• [PROBLEM A]: Reproduce the part of the listing that opens with the line containing "the boy lying" and closes with the line containing "pixel 289 593", multiplying every point coordinate by 0.5 and rounding it to a whole number, with halves rounded up. Keep all other wording in those lines unchanged.

# Integration by substitution

## Summary and examples

In the topic Integration of standard funtions the primitive functions of a restricted number of functions are given.

The primitive functions of most functions cannot easily be calculated.
However, there are also special methods to calculate a primitive function. These methods can be quite complex, but here we focus on a special category, namely substitution.

The functions that we want to discuss now can be written as:

$y=f(ax+b)$ met $a\neq0$

If $F(x)$ is the primitive function of $f(x)$ then:

$\displaystyle\frac{1}{a}F(ax+b)$

is the primitive function of:

$f(ax+b)$

We can verify whether this is correct by differentiating the primitive function, using the chain rule:

$\displaystyle\frac{d}{dx}[\displaystyle\frac{1}{a}F(ax+b)]=\displaystyle\frac{1}{a}\displaystyle\frac{dF(ax+b)}{dx}=\displaystyle\frac{1}{a}f(ax+b)\cdot{a=f(ax+b)}$

And indeed, this result is correct.

• [AVAILABLE RECORDS]:
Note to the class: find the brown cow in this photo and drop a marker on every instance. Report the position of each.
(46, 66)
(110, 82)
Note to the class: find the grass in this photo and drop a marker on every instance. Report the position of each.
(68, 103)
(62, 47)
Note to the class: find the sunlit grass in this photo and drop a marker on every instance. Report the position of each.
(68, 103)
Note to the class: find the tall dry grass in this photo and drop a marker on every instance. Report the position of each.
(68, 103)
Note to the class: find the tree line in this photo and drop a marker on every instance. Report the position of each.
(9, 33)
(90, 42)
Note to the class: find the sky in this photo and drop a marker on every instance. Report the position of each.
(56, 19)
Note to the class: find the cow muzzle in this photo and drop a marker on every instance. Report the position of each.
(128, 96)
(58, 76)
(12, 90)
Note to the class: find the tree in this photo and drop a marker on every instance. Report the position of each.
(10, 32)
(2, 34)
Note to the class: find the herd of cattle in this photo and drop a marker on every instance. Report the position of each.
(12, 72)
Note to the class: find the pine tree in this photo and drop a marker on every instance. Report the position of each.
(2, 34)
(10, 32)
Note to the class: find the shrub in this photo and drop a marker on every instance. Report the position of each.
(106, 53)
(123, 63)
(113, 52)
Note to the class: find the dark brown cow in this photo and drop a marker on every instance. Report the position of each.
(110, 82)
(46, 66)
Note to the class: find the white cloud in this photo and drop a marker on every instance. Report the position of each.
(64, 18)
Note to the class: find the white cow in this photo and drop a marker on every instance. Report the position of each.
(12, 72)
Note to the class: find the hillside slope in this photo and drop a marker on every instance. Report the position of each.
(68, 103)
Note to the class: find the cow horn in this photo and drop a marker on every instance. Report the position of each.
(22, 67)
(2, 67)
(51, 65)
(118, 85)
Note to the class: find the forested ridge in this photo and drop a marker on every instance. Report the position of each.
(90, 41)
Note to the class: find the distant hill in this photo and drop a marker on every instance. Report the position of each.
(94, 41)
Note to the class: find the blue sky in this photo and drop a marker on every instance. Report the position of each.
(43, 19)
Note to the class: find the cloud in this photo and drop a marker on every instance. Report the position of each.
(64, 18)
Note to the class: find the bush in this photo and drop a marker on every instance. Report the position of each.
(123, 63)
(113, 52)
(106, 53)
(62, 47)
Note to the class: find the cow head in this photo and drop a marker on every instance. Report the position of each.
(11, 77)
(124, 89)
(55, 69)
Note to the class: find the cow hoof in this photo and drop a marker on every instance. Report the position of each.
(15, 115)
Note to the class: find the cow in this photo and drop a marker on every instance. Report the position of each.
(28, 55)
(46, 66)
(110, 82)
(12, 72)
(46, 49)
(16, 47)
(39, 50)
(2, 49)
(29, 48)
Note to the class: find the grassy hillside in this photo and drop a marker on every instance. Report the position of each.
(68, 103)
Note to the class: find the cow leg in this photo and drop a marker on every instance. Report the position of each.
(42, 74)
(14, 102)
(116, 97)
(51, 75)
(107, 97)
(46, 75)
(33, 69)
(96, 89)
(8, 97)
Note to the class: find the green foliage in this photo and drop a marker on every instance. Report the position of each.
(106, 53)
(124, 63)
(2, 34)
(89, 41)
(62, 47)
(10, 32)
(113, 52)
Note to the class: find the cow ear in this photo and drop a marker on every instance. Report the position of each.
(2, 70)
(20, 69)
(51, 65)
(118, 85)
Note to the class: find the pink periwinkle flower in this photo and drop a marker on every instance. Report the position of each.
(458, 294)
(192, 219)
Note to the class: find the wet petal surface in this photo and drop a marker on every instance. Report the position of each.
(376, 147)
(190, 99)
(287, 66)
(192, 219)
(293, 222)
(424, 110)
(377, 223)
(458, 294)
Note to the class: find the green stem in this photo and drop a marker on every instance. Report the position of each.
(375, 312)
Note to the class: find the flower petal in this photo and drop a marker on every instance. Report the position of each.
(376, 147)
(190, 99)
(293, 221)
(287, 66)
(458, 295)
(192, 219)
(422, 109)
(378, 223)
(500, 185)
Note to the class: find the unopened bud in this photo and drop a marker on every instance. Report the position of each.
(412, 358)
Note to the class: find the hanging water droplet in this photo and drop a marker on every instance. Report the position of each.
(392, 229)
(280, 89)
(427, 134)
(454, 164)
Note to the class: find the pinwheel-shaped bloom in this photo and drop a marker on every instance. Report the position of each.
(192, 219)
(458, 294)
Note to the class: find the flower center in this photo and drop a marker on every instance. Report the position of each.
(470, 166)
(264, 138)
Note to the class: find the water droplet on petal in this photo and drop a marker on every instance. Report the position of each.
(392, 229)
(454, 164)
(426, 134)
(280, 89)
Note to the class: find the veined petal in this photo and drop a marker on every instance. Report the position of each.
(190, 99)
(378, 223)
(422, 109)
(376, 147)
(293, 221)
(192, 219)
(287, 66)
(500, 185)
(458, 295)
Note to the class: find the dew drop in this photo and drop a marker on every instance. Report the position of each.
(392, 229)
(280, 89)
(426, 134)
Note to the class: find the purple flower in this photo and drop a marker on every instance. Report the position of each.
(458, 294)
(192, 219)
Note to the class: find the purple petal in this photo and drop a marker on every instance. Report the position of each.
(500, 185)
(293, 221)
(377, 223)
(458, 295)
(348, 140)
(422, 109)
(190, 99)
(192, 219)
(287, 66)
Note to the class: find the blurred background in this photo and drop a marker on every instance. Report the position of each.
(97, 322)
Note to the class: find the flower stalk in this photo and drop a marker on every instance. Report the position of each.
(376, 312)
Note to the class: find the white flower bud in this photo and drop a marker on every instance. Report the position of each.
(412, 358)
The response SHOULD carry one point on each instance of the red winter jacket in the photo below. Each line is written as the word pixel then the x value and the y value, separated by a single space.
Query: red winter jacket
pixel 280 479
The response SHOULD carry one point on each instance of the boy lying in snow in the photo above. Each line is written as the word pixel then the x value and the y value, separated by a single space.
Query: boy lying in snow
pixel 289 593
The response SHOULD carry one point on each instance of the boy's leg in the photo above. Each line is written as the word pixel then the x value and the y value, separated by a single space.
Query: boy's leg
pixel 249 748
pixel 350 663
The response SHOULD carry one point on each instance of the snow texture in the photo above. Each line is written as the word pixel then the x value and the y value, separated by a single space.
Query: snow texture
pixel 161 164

• [PROBLEM B]: Transcribe the part of the substitution text that opens with the words "However, there are" and closes with "special category, namely substitution.".

• [TASK RESPONSE A]:
The response SHOULD carry one point on each instance of the boy lying in snow in the photo above. Each line is written as the word pixel then the x value and the y value, separated by a single space.
Query: boy lying in snow
pixel 145 297

• [TASK RESPONSE B]:
However, there are also special methods to calculate a primitive function. These methods can be quite complex, but here we focus on a special category, namely substitution.